18/01/2010 - 09:33:28
Thousands of US Marines were expected off the shore of Port-au-Prince today to help relief organisations get supplies to Haitian earthquake survivors.

The troop increase and an expected request to the UN for more peacekeepers were coming a day after sporadic violence and looting in the capital underscored how a rise in water and food deliveries still fell far short of overwhelming demand.

"We don't need military aid. What we need is food and shelter," one young man yelled at UN Secretary-General Ban Ki-moon during his visit to the city Sunday. "We are dying," a woman told him, explaining she and her five children did not have any food.

Haitian riot police meanwhile fired tear gas to disperse crowds of looters in the city's downtown as several nearby shops burned.

"We've been ordered not to shoot at people unless completely necessary," said Pierre Roger, a Haitian police officer. "We're too little, and these people are too desperate."

A reliable death toll may be weeks away, but the Pan American Health Organisation estimates 50,000 to 100,000 died in Tuesday's 7.0-magnitude quake. Haitian officials believe the number is higher. Survivors live outside for fear of unstable buildings and aftershocks.

On the streets, people were still dying, pregnant women were giving birth and the injured were showing up in wheelbarrows and on people's backs at hurriedly erected field hospitals.

**Entries shown**
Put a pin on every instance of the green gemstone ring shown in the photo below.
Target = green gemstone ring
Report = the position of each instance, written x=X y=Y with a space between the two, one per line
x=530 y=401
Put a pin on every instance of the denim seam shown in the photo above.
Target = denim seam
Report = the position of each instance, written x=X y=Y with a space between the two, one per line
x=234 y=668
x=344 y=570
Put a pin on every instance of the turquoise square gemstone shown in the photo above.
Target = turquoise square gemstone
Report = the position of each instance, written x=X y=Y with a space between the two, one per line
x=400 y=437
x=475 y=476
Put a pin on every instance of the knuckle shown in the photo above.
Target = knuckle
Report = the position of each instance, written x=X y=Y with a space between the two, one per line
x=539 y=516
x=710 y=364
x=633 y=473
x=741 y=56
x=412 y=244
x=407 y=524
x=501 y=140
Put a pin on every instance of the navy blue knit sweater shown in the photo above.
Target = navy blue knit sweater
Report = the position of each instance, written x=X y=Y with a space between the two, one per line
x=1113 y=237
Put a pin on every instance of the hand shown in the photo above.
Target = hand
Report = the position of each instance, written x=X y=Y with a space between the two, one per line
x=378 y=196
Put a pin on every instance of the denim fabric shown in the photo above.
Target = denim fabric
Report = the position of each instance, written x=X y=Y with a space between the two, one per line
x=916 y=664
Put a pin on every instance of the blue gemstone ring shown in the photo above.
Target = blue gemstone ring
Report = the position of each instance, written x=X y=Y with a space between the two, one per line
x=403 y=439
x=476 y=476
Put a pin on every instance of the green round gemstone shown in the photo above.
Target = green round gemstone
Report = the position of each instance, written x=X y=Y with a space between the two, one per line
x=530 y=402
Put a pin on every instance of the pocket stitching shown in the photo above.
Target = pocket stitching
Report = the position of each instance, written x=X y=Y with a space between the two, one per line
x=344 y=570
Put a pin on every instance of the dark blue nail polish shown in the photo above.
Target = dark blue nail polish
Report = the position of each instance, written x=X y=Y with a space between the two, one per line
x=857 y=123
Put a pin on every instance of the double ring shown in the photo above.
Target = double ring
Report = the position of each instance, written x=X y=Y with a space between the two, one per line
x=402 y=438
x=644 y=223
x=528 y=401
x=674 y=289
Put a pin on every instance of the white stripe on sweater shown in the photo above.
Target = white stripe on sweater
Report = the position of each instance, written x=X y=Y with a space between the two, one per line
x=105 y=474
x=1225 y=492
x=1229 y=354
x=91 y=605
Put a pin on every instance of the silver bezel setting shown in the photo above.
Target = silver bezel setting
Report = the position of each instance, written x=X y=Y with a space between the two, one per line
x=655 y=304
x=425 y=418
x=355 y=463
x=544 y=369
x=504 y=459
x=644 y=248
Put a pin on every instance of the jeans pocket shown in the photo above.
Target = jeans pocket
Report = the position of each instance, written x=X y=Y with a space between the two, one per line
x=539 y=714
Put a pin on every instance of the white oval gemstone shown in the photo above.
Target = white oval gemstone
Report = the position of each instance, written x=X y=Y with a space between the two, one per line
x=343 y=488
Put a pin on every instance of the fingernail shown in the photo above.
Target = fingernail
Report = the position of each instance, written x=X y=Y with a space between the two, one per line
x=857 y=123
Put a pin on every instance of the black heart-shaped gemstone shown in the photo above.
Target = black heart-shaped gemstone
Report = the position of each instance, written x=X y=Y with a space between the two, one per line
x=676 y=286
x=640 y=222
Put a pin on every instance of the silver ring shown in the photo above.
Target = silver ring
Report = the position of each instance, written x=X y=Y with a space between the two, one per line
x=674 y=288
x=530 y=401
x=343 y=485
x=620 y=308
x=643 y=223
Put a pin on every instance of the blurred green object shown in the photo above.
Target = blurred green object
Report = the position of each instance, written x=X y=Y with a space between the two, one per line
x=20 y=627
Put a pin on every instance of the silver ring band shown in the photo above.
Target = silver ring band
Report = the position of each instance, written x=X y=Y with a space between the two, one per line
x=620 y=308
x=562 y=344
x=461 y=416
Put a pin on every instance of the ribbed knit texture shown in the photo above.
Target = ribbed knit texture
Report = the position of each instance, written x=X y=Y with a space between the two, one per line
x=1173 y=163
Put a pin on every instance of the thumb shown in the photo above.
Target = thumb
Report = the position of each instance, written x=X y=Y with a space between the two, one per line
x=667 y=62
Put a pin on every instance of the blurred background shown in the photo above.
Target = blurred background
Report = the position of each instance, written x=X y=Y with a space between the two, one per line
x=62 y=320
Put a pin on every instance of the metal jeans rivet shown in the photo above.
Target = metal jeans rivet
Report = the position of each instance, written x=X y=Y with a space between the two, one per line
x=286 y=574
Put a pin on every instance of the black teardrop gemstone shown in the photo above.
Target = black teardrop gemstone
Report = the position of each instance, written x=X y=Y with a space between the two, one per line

**Apply what you read**
**A.** In the Haiti earthquake report, how many deaths does the Pan American Health Organisation estimate?
**B.** Continue the Haiti earthquake report, picking up after its final paragraph about the field hospitals.

**Activity answers**
**A.** 50,000 to 100,000

**B.**
Yesterday, supplies of water made it to more people around the capital and while fights broke out elsewhere, others formed lines to get supplies handed out by soldiers at a golf course.

Still, with a blocked city port and relief groups claiming the US-run airport is being poorly managed, food and medicine are scarce. Anger mounted hourly over the slow pace of the assistance.

At a destroyed nursing home, a 71-year-old resident said she could hold on for another day.

"Then if the foreigners don't come (with aid)," said Jacqueline Thermiti, "it will be up to baby Jesus."

Improbably, five days after the quake struck, more survivors were freed from under piles of concrete and debris.

At a collapsed supermarket, rescuers pulled two people from what had been its fourth floor. Officials said both were in stable condition, able to survive for so long by eating food trapped along with them. Earlier in the day, a policeman reported three other people had been rescued from market's rubble.

US teams with search dogs also found and rescued a 16-year-old Dominican girl trapped for five days in a small, three-storey hotel that crumbled in downtown Port-au-Prince.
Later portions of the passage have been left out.